═════ Extrait du texte ═════

Les scientifiques de la nouvelle étude psychologique, parue dans the British Journal of Psychology, ont cherché à comprendre quand et pourquoi les gens utilisent le terme « théorie du complot ». Dans quatre études, ils ont testé l’hypothèse alternative selon laquelle cette étiquette est une conséquence plutôt qu’une cause de la (dé)croyance dans les déclarations liées au complot. Autrement dit, que le fait de douter de ces déclarations jugées ridicules entraîne l’utilisation de l’étiquette « théorie du complot », et non l’inverse.

Moins les gens croient aux déclarations liées au complot, plus ils sont favorables à l’utilisation de l’étiquette

En reproduisant les recherches antérieures, une première expérience n’a fourni aucune preuve que cette étiquette affecte la croyance dans les déclarations associées. Dans le détail, les chercheurs ont demandé à 170 adultes américains de lire une série d’affirmations qualifiées soit d’idées, soit de « théories du complot ». Pour chaque affirmation, les participants ont évalué dans quelle mesure ils pensaient que les gens prendraient l’affirmation au sérieux, la rejetteraient, seraient ridiculisés pour l’avoir crue, la trouveraient controversée ou la trouveraient probable. Ils ont aussi eux-mêmes estimé ce qu’ils pensaient de l’affirmation en question.

═════ Données fournies ═════

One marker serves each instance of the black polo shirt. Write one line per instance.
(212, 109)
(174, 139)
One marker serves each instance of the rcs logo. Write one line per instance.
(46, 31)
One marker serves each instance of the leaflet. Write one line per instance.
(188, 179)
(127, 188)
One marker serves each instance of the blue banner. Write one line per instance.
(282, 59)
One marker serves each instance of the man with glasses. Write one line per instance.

═════
═════ Données fournies ═════

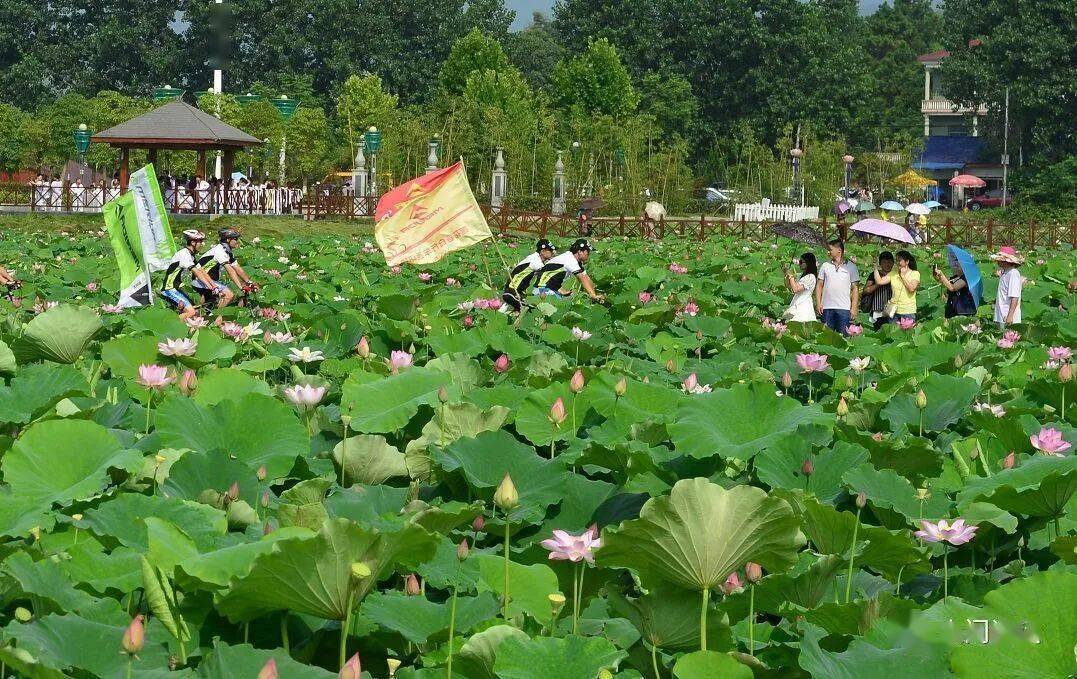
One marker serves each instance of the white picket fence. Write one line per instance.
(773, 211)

═════

#### Votre consigne:
Restituez mot pour mot le passage de l'extrait sur les théories du complot qui va de « Les scientifiques de » jusqu'à « et non l’inverse. » inclus.

#### La réponse:
Les scientifiques de la nouvelle étude psychologique, parue dans the British Journal of Psychology, ont cherché à comprendre quand et pourquoi les gens utilisent le terme « théorie du complot ». Dans quatre études, ils ont testé l’hypothèse alternative selon laquelle cette étiquette est une conséquence plutôt qu’une cause de la (dé)croyance dans les déclarations liées au complot. Autrement dit, que le fait de douter de ces déclarations jugées ridicules entraîne l’utilisation de l’étiquette « théorie du complot », et non l’inverse.